● **TEXTE SOURCE**:
▽

Rabbi Masliah Mazouz width=

C’était le 3 Eloul 5683 (1923). Sur la scène de la première Grande Assemblée de l’Agoudat Israël monta Rabbi Méïr Schapira, et il proposa l’idée d’« une page par jour du Talmud » : à partir de Roch Hachanah 5684, tous les juifs du monde entier étudieraient une page de Guemara chaque jour en suivant l’ordre des traités – à partir du traité Berakhot et jusqu’au traité Nidah.

Rabbi Méïr Schapira, qui était un grand orateur, décrivait à ce public considérable qui englobait tous les grands de la Torah du monde entier, le but de l’étude de la page. Il s’exprima en ces termes :

– Comme c’est merveilleux ! Un juif voyage en bateau en emportant sous le bras un traité Berakhot ; il voyage pendant quinze jours d’Erets Israël en Amérique, et tous les jours vers le soir il ouvre la Guemara et étudie le « daf ». Quand il arrive en Amérique, il rentre dans un beith midrach à New York, et trouve des juifs qui étudient la même page qu’il a étudiée aujourd’hui, ce qui lui permet de se joindre à leur groupe avec joie. Il discute avec eux et ils lui répondent, et le Nom du Ciel se trouve glorifié et sanctifié…

Un autre juif part des Etats-Unis pour faire un voyage au Brésil ; il revient au beith midrach et trouve tout le monde plongé dans cette même page où il se trouvait aujourd’hui. Y a-t-il une union des cœurs plus grande que cela ? Plus encore : jusqu’à présent, il restait beaucoup de traités qu’on n’étudiait pas, et qui étaient comme des « orphelins », dont seules des personnes exceptionnelles se préoccupaient ; et maintenant, le « daf » va rectifier la situation.

△

● **EXTRAIT DES DONNÉES**:
▽

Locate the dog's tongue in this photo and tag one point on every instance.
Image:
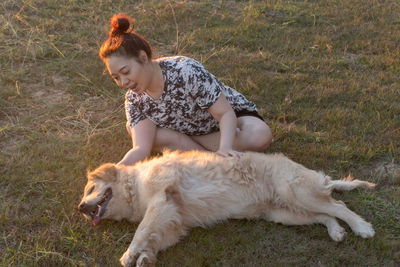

△

D'après le texte source, pourquoi le juif arrivé en bateau à New York peut-il se joindre avec joie au groupe du beith midrach ? Répondez en une à trois phrases. Les lignes ne sont pas nécessaires ici.

Les juifs qu'il trouve dans le beith midrach de New York étudient la même page qu'il a lui-même étudiée ce jour-là pendant son voyage. Il peut donc se joindre à leur groupe et discuter avec eux.